## Work required
Show each line of the material below that contains the word "hair", reproducing every such line in full.

=== Record extracts ===

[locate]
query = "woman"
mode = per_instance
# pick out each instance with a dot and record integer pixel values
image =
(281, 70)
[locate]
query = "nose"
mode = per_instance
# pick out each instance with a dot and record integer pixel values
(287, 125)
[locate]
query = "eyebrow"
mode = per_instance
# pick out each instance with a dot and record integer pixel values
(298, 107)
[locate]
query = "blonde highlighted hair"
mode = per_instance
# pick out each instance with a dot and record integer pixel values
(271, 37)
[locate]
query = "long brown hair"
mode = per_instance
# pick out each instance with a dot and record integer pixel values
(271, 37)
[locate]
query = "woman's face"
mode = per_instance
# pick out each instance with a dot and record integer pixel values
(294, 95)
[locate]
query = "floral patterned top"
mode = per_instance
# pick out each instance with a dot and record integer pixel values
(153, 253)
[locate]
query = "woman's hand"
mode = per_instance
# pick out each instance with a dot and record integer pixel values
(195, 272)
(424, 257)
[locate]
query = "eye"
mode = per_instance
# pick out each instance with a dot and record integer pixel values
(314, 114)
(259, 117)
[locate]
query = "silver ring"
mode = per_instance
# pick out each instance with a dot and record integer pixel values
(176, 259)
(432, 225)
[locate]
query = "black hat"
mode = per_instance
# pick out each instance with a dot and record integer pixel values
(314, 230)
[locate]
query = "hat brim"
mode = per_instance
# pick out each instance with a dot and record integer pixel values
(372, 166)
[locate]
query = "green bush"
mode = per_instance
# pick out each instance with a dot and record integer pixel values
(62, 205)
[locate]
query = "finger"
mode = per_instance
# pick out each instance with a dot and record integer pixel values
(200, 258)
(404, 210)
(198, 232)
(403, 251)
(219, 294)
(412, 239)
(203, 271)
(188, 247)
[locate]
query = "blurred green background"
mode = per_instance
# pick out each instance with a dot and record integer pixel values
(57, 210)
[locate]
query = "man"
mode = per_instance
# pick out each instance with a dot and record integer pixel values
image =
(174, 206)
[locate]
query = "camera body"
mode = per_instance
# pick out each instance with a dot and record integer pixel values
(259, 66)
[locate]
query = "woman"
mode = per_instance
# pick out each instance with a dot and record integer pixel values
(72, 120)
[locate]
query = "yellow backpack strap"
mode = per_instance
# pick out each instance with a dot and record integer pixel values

===

## Solution for this exercise
query = "blonde highlighted hair"
query = "long brown hair"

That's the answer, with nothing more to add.